Dataset records about object locations
################

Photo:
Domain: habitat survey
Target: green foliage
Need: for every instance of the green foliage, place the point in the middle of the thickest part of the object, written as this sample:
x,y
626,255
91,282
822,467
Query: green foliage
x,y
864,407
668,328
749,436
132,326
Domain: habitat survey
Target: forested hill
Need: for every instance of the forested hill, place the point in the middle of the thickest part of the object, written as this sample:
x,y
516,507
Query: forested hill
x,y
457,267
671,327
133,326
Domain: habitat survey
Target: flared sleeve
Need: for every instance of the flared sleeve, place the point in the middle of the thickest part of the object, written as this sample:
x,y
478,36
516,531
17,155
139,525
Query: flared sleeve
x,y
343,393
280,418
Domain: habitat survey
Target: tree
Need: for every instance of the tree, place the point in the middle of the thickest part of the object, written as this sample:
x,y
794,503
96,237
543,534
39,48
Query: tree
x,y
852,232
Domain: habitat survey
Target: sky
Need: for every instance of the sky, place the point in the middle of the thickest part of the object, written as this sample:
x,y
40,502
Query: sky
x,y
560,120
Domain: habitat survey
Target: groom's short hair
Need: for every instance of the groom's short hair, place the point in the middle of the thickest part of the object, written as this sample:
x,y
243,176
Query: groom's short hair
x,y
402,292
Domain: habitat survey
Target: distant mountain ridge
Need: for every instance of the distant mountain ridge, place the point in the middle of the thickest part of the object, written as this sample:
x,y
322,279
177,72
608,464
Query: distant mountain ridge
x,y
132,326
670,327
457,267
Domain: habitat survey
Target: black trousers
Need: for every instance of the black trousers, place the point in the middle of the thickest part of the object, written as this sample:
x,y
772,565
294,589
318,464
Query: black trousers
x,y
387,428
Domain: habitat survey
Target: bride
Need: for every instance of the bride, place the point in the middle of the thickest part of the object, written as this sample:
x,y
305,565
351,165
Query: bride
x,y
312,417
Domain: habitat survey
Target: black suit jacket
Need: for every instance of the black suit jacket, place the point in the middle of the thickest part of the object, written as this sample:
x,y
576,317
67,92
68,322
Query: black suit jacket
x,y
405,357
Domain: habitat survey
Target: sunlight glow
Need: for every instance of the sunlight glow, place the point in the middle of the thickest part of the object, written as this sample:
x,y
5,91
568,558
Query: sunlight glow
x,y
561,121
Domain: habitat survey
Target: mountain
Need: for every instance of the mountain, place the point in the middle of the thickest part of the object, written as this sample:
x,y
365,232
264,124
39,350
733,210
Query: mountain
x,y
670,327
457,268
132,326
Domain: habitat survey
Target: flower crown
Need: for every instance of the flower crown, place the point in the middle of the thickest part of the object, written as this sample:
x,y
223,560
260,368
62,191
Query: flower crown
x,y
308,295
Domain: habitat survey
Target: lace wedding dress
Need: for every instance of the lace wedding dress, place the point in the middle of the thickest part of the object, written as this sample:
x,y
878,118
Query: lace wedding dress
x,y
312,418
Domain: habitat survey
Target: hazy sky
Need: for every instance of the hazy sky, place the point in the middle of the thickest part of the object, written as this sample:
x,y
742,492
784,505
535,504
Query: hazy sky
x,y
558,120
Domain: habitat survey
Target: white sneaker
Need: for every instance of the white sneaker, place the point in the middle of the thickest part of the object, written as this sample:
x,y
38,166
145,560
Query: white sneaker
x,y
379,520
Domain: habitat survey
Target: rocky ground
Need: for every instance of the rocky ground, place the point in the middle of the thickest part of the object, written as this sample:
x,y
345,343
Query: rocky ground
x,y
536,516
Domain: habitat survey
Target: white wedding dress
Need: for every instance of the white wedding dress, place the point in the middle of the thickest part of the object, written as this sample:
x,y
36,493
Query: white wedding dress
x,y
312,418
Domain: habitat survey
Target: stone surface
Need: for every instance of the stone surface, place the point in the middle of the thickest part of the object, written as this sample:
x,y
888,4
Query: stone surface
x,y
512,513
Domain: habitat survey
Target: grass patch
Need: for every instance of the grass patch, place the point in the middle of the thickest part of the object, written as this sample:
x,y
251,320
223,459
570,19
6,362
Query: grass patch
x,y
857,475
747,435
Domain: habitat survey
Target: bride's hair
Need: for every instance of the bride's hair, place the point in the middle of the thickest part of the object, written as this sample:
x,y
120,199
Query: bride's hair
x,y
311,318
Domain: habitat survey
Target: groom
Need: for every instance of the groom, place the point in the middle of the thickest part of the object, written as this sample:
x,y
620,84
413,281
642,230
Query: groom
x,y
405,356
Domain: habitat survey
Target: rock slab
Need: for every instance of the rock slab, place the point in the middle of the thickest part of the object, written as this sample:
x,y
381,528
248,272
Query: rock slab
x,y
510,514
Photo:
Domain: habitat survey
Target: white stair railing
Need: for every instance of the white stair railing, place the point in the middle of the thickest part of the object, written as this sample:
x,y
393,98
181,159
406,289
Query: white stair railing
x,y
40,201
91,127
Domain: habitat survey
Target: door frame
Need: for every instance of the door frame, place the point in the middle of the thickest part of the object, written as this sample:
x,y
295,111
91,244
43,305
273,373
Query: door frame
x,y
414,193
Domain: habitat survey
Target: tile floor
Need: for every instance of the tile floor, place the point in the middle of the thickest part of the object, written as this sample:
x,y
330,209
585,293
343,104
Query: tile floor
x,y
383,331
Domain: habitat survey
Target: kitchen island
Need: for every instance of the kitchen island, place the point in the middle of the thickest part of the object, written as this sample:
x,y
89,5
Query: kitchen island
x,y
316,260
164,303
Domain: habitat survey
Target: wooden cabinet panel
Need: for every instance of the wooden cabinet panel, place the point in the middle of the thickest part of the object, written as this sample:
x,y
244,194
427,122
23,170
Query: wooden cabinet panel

################

Repeat back the data above, exact to the last character.

- _ANSWER FOR THE TASK_:
Photo:
Domain: habitat survey
Target: green foliage
Need: for every instance of the green foliage, place the point in the middle of the thickest part of the object, written as this sample:
x,y
626,255
91,282
822,467
Query: green foliage
x,y
864,407
668,328
749,436
132,326
Domain: habitat survey
Target: forested hill
Need: for every instance of the forested hill, place the point in the middle of the thickest part of the object, written as this sample:
x,y
516,507
Query: forested hill
x,y
457,267
671,327
133,326
Domain: habitat survey
Target: flared sleeve
Need: for every instance of the flared sleeve, place the point in the middle of the thickest part of the object, written as this sample:
x,y
478,36
516,531
17,155
139,525
Query: flared sleeve
x,y
343,393
280,418
Domain: habitat survey
Target: tree
Need: for every instance of the tree, place the point in the middle of the thickest part of the object, written as this sample:
x,y
794,503
96,237
543,534
39,48
Query: tree
x,y
852,232
Domain: habitat survey
Target: sky
Need: for every instance of the sky, place the point in the middle of the thickest part of the object, written as this sample:
x,y
40,502
Query: sky
x,y
560,120
Domain: habitat survey
Target: groom's short hair
Need: for every instance of the groom's short hair, place the point in the middle of the thickest part of the object, written as this sample:
x,y
243,176
Query: groom's short hair
x,y
402,292
Domain: habitat survey
Target: distant mountain ridge
Need: for every instance of the distant mountain ridge, place the point in the middle of the thickest part of the object, written as this sample:
x,y
322,279
177,72
608,464
Query: distant mountain ridge
x,y
132,326
670,327
457,267
Domain: habitat survey
Target: black trousers
Need: for every instance of the black trousers, place the point in the middle of the thickest part of the object, written as this sample:
x,y
772,565
294,589
318,464
Query: black trousers
x,y
387,428
Domain: habitat survey
Target: bride
Need: for every instance of the bride, place the point in the middle of the thickest part of the object, written as this sample:
x,y
305,565
351,165
Query: bride
x,y
312,417
Domain: habitat survey
Target: black suit jacket
Need: for every instance of the black suit jacket, place the point in the middle of the thickest part of the object, written as this sample:
x,y
576,317
67,92
68,322
Query: black suit jacket
x,y
405,357
Domain: habitat survey
Target: sunlight glow
Need: for every instance of the sunlight glow, place the point in the middle of the thickest part of the object, written as this sample:
x,y
5,91
568,558
Query: sunlight glow
x,y
561,121
Domain: habitat survey
Target: mountain
Need: for every instance of the mountain, place the point in the middle of the thickest part of the object, written as this sample:
x,y
365,232
264,124
39,350
733,210
Query: mountain
x,y
670,327
457,268
132,326
Domain: habitat survey
Target: flower crown
Need: for every instance of the flower crown, place the point in the middle of the thickest part of the object, written as this sample:
x,y
223,560
260,368
62,191
Query: flower crown
x,y
308,295
Domain: habitat survey
Target: lace wedding dress
Need: for every instance of the lace wedding dress, place the point in the middle of the thickest part of the object, written as this sample:
x,y
878,118
Query: lace wedding dress
x,y
312,418
Domain: habitat survey
Target: hazy sky
Need: for every instance of the hazy sky, place the point in the middle of the thickest part of the object, written as this sample:
x,y
742,492
784,505
535,504
Query: hazy sky
x,y
558,120
Domain: habitat survey
Target: white sneaker
Need: for every instance of the white sneaker, place the point in the middle of the thickest part of the object, written as this sample:
x,y
38,166
145,560
Query: white sneaker
x,y
379,520
Domain: habitat survey
Target: rocky ground
Need: for every instance of the rocky ground, place the point in the middle of the thickest part of the object, written as this sample:
x,y
345,343
Query: rocky ground
x,y
536,516
Domain: habitat survey
Target: white wedding dress
Need: for every instance of the white wedding dress, place the point in the middle of the thickest part of the object, written as this sample:
x,y
36,493
Query: white wedding dress
x,y
312,418
Domain: habitat survey
Target: stone surface
Need: for every instance of the stone surface, place the point in the middle of the thickest part of the object, written as this sample:
x,y
888,4
Query: stone surface
x,y
512,513
Domain: habitat survey
Target: grass patch
Need: for every instance of the grass patch, place the point in the middle of the thickest part of the object, written as this sample:
x,y
251,320
223,459
570,19
6,362
Query: grass patch
x,y
857,475
747,435
Domain: habitat survey
Target: bride's hair
Need: for every instance of the bride's hair, place the point in the middle of the thickest part of the object, written as this sample:
x,y
120,199
Query: bride's hair
x,y
311,318
Domain: habitat survey
Target: groom
Need: for every instance of the groom, place the point in the middle of the thickest part of the object, written as this sample:
x,y
620,84
413,281
642,230
Query: groom
x,y
405,356
Domain: habitat survey
Target: rock slab
Need: for every instance of the rock slab, place the point in the middle of the thickest part of the object, written as this sample:
x,y
381,528
248,272
Query: rock slab
x,y
510,514
Photo:
Domain: habitat survey
Target: white stair railing
Need: for every instance of the white stair railing, place the point in the middle of the thickest part of the object, written as this sample:
x,y
393,98
181,159
406,289
Query: white stair railing
x,y
40,201
91,127
Domain: habitat survey
Target: door frame
Need: for every instance of the door frame, place the point in the middle of the thickest part of the object, written as this sample:
x,y
295,111
91,244
43,305
273,373
Query: door frame
x,y
414,193
Domain: habitat survey
Target: tile floor
Need: for every instance of the tile floor, place the point in the middle of the thickest part of the object, written as this sample:
x,y
330,209
585,293
343,104
Query: tile floor
x,y
383,331
Domain: habitat survey
Target: kitchen island
Need: for every instance of the kitchen island, place the point in the middle of the thickest part of the object, written as this sample:
x,y
89,5
Query: kitchen island
x,y
316,260
164,303
Domain: habitat survey
Target: wooden cabinet panel
Need: for every instance of the wooden cabinet panel, place the point in the middle of the thickest part of the object, written as this sample:
x,y
244,194
427,122
23,170
Query: wooden cabinet panel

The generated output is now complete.